Passage to read>

## begin

Spitting is to baseball what punctuation is to the English language.

"It's necessary," Tug McGraw said. "If you're gonna chew, ya better spit."

His logic was not hard to swallow.

Baseball players are creatures of habit. There are chewers and dippers and lollipop suckers. There are guys who can spit a sunflower seed so high you could call the infield fly rule.

They don't put idiosyncracies in the box scores, but they are as much a part of baseball as 6-4-3 double plays. They are the game's second, if not better, nature.

George Brett sat in the visitor's dugout in Philadelphia chewing tobacco and chewing the fat. A Gucci loafer, soft, beige and expensive, planted itself in George's spitton, the dugout floor. George went to his left. George went to his right. Then George went right up the middle.

Exit one slightly moist, slightly brown, slightly depreciated Gucci.

Brett is an accomplished spitter: he sprays tobacco juice almost as well as line drives. No doubt about it -- he leads the Royals in most offensive categories.

But who is the best spitter on the Phillies?

"Don't look at me," McGraw said, a hint of Red Man in one corner of his mouth, a hint of a smile in the other. "I'm no good." And he meant it.

## end

Work instructions> Condense the paragraph beginning "George Brett sat in the visitor's dugout" from the passage on spitting in baseball into a short bulleted list that keeps its main facts.

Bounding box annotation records
## begin

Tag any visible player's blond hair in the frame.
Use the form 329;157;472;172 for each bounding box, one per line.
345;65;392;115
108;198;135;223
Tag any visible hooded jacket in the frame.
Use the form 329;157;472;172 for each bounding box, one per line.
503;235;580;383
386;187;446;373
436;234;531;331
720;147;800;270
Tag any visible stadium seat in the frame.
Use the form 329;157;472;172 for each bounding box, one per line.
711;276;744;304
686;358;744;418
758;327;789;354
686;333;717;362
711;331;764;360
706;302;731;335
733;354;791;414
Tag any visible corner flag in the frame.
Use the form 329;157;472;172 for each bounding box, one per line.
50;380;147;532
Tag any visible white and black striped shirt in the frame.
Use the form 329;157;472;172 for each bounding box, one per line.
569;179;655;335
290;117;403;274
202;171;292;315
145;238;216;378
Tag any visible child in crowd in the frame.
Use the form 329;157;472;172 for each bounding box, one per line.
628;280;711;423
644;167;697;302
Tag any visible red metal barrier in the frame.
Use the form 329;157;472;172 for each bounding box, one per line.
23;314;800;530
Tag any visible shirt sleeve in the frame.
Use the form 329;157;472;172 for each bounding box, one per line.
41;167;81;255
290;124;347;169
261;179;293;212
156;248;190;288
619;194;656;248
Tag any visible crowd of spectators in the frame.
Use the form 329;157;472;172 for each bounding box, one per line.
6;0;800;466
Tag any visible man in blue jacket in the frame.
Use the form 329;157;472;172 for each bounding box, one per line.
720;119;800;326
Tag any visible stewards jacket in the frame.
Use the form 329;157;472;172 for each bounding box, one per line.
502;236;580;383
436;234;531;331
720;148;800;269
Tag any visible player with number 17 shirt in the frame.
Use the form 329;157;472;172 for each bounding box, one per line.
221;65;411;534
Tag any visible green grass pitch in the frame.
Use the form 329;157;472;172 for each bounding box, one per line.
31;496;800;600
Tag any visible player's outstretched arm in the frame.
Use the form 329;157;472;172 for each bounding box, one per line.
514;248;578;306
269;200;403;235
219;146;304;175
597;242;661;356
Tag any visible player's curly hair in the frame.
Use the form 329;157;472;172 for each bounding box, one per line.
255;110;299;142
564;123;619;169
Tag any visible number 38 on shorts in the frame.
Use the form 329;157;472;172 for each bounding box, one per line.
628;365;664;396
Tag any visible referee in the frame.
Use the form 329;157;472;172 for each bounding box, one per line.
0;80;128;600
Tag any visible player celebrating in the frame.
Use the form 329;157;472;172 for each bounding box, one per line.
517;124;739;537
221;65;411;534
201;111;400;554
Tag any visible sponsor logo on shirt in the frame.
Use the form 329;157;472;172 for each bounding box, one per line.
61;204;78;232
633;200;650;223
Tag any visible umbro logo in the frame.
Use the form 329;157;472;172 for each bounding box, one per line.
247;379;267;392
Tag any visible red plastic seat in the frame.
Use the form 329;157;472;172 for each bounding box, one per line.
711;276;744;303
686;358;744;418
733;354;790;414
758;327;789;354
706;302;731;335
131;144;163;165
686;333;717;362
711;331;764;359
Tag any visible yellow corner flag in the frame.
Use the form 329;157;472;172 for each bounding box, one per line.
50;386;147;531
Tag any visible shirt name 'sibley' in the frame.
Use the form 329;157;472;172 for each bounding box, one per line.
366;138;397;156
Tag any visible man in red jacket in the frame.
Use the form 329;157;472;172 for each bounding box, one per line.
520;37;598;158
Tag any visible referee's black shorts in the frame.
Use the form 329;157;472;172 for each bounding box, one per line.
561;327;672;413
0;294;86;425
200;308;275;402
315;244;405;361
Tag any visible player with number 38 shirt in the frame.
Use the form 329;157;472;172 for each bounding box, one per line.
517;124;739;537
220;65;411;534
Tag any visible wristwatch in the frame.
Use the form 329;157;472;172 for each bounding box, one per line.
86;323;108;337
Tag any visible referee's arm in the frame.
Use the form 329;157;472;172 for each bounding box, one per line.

## end

Answer to this task>
- George Brett sat in the visitor's dugout in Philadelphia, chewing tobacco and chatting.
- A soft, beige, expensive Gucci loafer landed on the dugout floor, where George spat.
- George spat to his left, then to his right, then right up the middle.